Records excerpted from a collection =
══════════════════════════════

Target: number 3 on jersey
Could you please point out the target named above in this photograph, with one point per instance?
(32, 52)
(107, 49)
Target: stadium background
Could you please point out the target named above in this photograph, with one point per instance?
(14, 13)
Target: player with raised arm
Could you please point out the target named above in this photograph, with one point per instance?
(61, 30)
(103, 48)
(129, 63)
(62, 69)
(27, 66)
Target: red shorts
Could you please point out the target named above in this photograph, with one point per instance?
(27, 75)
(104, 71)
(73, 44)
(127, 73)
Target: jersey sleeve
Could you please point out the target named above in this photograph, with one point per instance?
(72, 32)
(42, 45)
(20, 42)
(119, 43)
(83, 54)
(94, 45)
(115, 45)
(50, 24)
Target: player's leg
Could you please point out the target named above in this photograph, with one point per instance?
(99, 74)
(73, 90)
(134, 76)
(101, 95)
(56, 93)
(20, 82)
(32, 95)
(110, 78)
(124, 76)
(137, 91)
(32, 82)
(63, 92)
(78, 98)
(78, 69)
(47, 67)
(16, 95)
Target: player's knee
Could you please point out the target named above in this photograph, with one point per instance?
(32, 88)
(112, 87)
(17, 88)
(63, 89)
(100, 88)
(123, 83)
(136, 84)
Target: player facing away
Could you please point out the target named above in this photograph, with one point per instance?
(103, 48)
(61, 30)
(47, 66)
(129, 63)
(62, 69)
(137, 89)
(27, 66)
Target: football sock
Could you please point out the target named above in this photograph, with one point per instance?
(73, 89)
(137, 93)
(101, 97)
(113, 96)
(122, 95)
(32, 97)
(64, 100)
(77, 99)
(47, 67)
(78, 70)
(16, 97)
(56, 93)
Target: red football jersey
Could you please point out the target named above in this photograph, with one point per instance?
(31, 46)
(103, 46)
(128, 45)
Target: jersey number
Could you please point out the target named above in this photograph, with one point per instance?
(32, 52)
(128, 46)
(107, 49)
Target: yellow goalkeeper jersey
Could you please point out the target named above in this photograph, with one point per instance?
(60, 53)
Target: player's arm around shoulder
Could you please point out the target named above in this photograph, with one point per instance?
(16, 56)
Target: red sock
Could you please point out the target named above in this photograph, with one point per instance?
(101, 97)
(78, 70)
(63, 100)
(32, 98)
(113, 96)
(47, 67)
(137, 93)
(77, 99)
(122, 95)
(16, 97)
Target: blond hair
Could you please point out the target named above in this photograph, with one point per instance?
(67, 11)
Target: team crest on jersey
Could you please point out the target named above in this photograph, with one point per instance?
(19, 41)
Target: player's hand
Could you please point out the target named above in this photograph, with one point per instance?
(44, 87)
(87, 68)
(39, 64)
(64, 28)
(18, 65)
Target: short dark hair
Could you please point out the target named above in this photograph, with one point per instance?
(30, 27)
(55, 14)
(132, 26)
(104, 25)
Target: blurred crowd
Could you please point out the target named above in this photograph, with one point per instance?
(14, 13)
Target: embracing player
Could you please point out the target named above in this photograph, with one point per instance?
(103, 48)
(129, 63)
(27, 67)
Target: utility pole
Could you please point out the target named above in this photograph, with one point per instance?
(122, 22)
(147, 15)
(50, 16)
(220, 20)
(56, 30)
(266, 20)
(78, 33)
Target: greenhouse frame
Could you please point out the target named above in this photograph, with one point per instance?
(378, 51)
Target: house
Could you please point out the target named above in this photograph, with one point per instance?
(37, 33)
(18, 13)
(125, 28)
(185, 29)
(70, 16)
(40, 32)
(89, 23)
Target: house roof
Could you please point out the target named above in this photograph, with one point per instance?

══════════════════════════════

Exercise = Format every line above as a numbered list, leaving out any blank lines.

Worked answer =
1. Target: number 3 on jersey
2. Could you please point out the target named above in this photograph, with one point per instance?
3. (32, 52)
4. (107, 49)
5. Target: stadium background
6. Could you please point out the target named above in this photograph, with one point per instance?
7. (14, 13)
8. Target: player with raised arm
9. Could you please point out the target named above in this photograph, with one point per instance?
10. (61, 30)
11. (103, 48)
12. (129, 63)
13. (62, 69)
14. (27, 66)
15. Target: red shorts
16. Could you please point out the target named above in this photograph, with one point per instance?
17. (27, 75)
18. (104, 71)
19. (73, 44)
20. (127, 73)
21. Target: jersey sleeve
22. Could you please point out the target named above in this photograph, with one point per instance?
23. (72, 32)
24. (42, 45)
25. (20, 42)
26. (119, 43)
27. (83, 54)
28. (94, 45)
29. (115, 45)
30. (50, 24)
31. Target: player's leg
32. Could you please point out the target named above in this photograph, with one point per instance?
33. (99, 74)
34. (73, 90)
35. (134, 76)
36. (101, 95)
37. (56, 93)
38. (20, 82)
39. (32, 95)
40. (110, 78)
41. (124, 76)
42. (137, 91)
43. (32, 82)
44. (63, 92)
45. (78, 98)
46. (78, 69)
47. (47, 67)
48. (16, 95)
49. Target: player's knee
50. Could you please point out the target named above in this photograph, with one point per instance?
51. (32, 88)
52. (112, 87)
53. (17, 88)
54. (63, 89)
55. (100, 88)
56. (123, 83)
57. (136, 84)
58. Target: player facing away
59. Could you please point out the target named above in this photograph, with one point per instance?
60. (103, 48)
61. (61, 30)
62. (47, 66)
63. (129, 63)
64. (62, 69)
65. (137, 89)
66. (27, 66)
67. Target: football sock
68. Could you please point out the target named above in this photograph, with one point per instance?
69. (73, 89)
70. (137, 93)
71. (101, 97)
72. (113, 96)
73. (122, 95)
74. (32, 97)
75. (64, 100)
76. (77, 99)
77. (47, 67)
78. (78, 70)
79. (16, 97)
80. (56, 93)
81. Target: red football jersey
82. Could you please point out the target named above in this photograph, with one point per instance?
83. (31, 46)
84. (103, 46)
85. (128, 45)
86. Target: jersey number
87. Could you please point out the target named above in this photograph, with one point per instance?
88. (32, 52)
89. (128, 46)
90. (107, 49)
91. Target: yellow goalkeeper jersey
92. Could you please point out the target named above in this photograph, with one point per instance?
93. (60, 53)
94. Target: player's arm around shoulder
95. Could you please point out the target named above in this photograph, with one point per instance?
96. (16, 56)
97. Target: red sock
98. Could you please point out the target named above in this photograph, with one point per instance?
99. (101, 97)
100. (78, 70)
101. (63, 100)
102. (32, 98)
103. (113, 96)
104. (47, 67)
105. (137, 93)
106. (77, 99)
107. (122, 95)
108. (16, 97)
109. Target: blond hair
110. Could you please point out the target named above in this photograph, with one point per instance?
111. (67, 11)
112. Target: team crest on jersey
113. Could you please point out the target named above in this photograph, with one point per instance?
114. (19, 41)
115. Target: player's hand
116. Could you please point out the target named above in this photograph, with one point per instance?
117. (44, 87)
118. (87, 68)
119. (39, 64)
120. (64, 28)
121. (18, 65)
122. Target: short dark hair
123. Could you please point out the target named above in this photograph, with one point per instance?
124. (30, 27)
125. (55, 14)
126. (132, 26)
127. (104, 25)
128. Target: blurred crowd
129. Could you please point out the target named above in this photograph, with one point per instance?
130. (14, 13)
131. Target: embracing player
132. Could you please point out the target named above in this photograph, with one point per instance?
133. (103, 48)
134. (129, 63)
135. (27, 67)
136. Target: utility pole
137. Could you please point out the target named above in this photograph, with one point per instance?
138. (122, 22)
139. (147, 15)
140. (50, 16)
141. (220, 20)
142. (56, 30)
143. (266, 20)
144. (78, 33)
145. Target: greenhouse frame
146. Could you please point out the target named above in this photograph, with one point per instance?
147. (378, 51)
148. Target: house
149. Could you please point out the target named above in this photograph, with one point per instance?
150. (37, 33)
151. (18, 13)
152. (125, 28)
153. (185, 29)
154. (70, 16)
155. (40, 32)
156. (89, 23)
157. Target: house roof
158. Could you please point out the target named above in this photograph, with one point per instance?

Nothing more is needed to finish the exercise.